--- RECORDS FOR THE EXERCISE ---
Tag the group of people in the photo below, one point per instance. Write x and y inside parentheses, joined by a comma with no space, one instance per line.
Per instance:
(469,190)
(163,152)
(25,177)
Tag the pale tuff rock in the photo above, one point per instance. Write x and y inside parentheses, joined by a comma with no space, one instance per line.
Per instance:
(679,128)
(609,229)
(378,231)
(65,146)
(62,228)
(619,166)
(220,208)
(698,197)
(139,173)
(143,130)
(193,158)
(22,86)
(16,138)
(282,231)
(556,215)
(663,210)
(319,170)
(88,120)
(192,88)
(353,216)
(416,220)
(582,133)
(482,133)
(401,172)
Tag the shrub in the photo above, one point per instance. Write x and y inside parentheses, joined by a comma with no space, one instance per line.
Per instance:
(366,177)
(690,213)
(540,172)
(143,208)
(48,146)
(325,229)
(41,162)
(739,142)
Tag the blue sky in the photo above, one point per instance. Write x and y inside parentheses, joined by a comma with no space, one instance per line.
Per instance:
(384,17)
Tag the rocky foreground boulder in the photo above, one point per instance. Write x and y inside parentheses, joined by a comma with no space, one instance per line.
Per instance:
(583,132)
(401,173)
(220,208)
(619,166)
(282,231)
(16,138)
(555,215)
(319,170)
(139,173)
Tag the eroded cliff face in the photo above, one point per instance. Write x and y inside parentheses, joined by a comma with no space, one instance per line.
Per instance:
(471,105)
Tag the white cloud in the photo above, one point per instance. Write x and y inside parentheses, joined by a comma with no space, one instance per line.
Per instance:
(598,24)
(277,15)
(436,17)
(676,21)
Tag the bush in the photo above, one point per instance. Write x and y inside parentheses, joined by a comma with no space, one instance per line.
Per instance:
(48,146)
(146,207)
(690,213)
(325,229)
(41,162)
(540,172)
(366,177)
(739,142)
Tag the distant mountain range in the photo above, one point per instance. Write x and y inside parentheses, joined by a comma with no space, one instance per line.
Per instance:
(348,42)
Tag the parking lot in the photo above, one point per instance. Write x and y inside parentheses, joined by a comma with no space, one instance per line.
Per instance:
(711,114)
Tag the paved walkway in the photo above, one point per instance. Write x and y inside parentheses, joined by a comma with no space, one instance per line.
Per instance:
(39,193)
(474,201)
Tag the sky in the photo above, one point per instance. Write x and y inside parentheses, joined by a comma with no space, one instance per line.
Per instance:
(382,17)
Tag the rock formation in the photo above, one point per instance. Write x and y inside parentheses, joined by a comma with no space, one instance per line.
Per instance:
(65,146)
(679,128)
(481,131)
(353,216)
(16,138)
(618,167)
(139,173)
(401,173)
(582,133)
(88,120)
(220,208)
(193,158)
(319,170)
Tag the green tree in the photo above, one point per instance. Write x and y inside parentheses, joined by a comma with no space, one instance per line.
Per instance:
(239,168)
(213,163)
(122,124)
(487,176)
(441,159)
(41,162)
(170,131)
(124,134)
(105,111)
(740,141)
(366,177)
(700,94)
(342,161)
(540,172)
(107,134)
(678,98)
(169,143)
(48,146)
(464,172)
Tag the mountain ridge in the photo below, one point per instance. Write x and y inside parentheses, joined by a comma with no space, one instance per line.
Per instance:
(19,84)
---
*EXERCISE OBJECTIVE*: Rewrite all of the material above, changing every "one point per instance" to "one point for each instance" and keeping everything else the same.

*SOLVED EXERCISE*:
Tag the group of people in the photo below, one point for each instance. Write x and y inside parentheses, joined by a comma with no space, one instance per line.
Per instance:
(469,190)
(163,152)
(25,177)
Tag the pale tuff rock in the photo above, one point for each instance. Write x and y inside parentheses, joined by a comma with no space, one instance per line.
Per instance:
(679,128)
(609,229)
(378,231)
(65,146)
(62,228)
(619,166)
(220,208)
(698,197)
(139,173)
(143,130)
(193,158)
(22,86)
(16,138)
(282,231)
(556,215)
(663,210)
(319,170)
(88,120)
(192,88)
(353,216)
(416,220)
(582,133)
(482,133)
(401,172)
Tag the shrub in the photo above, one point for each instance. Write x and y inside parentheses, joined by a comma with no space, one instance per line.
Per instance:
(366,177)
(690,213)
(540,172)
(143,208)
(48,146)
(325,229)
(41,162)
(739,142)
Tag the blue sky in the photo above, one point for each instance. Write x and y inside parentheses, joined by a comma with no space, one instance per line.
Per instance:
(384,17)
Tag the rocky foreground boulder in the photo above, one point for each instance. Write x and y inside parentheses, joined by a comma with no space, one instance per line.
Per instance:
(583,132)
(401,173)
(220,208)
(619,166)
(282,231)
(16,138)
(555,215)
(319,170)
(139,173)
Tag the eroded cliff face in the photo above, one point for each instance. Write x and y inside parentheses, joined by a comma with no space, one instance per line.
Per instance:
(471,105)
Tag the white cloud in the photo above, one point for each instance. Write x and y inside parentheses, joined by a comma with no space, one instance per line.
Per instance:
(598,24)
(277,15)
(436,17)
(676,21)
Tag the bush in the photo above, one point for each instance. Write x and y inside parentheses, joined by a comma with no space, one instance per line.
Per instance:
(48,146)
(146,207)
(690,213)
(325,229)
(41,162)
(540,172)
(366,177)
(739,142)
Tag the distant mountain range in the photo above, one point for each instance. Write x and y inside parentheses, joined by a comma with no space, one instance per line.
Per instance:
(348,42)
Tag the parking lot in the photo above, one point for each instance. Write x and y inside parentheses, joined by a comma with no space, one instance per line.
Per instance:
(711,114)
Tag the paved walkway in the photo above, one point for each instance. Write x and y inside parentheses, joined by a comma with no space, one instance per line.
Per instance:
(39,193)
(474,201)
Tag the sky in the photo above, one point for each instance. Write x and y inside parentheses, joined by a comma with no space, one instance per line.
Per instance:
(382,17)
Tag the rock formation in the photo above, one point for each instance. Write x and y inside parentheses, joined by a comma with no space, one instance per line.
Per instance:
(65,146)
(679,128)
(481,131)
(353,216)
(16,138)
(618,167)
(139,173)
(401,173)
(582,133)
(88,120)
(220,208)
(193,158)
(319,170)
Tag the green tree in the photo above, one point for each instance. Write x and y inside parentheses, joined by a comma with no space, one instance per line.
Per instance:
(239,168)
(213,163)
(122,124)
(487,176)
(441,159)
(41,162)
(170,131)
(124,134)
(105,111)
(740,141)
(366,177)
(700,94)
(342,161)
(540,172)
(107,134)
(678,98)
(169,143)
(48,146)
(464,172)
Tag the mountain ridge in the photo below, one point for each instance. Write x and y inside parentheses, joined by a comma with no space, one instance per line.
Per instance:
(19,84)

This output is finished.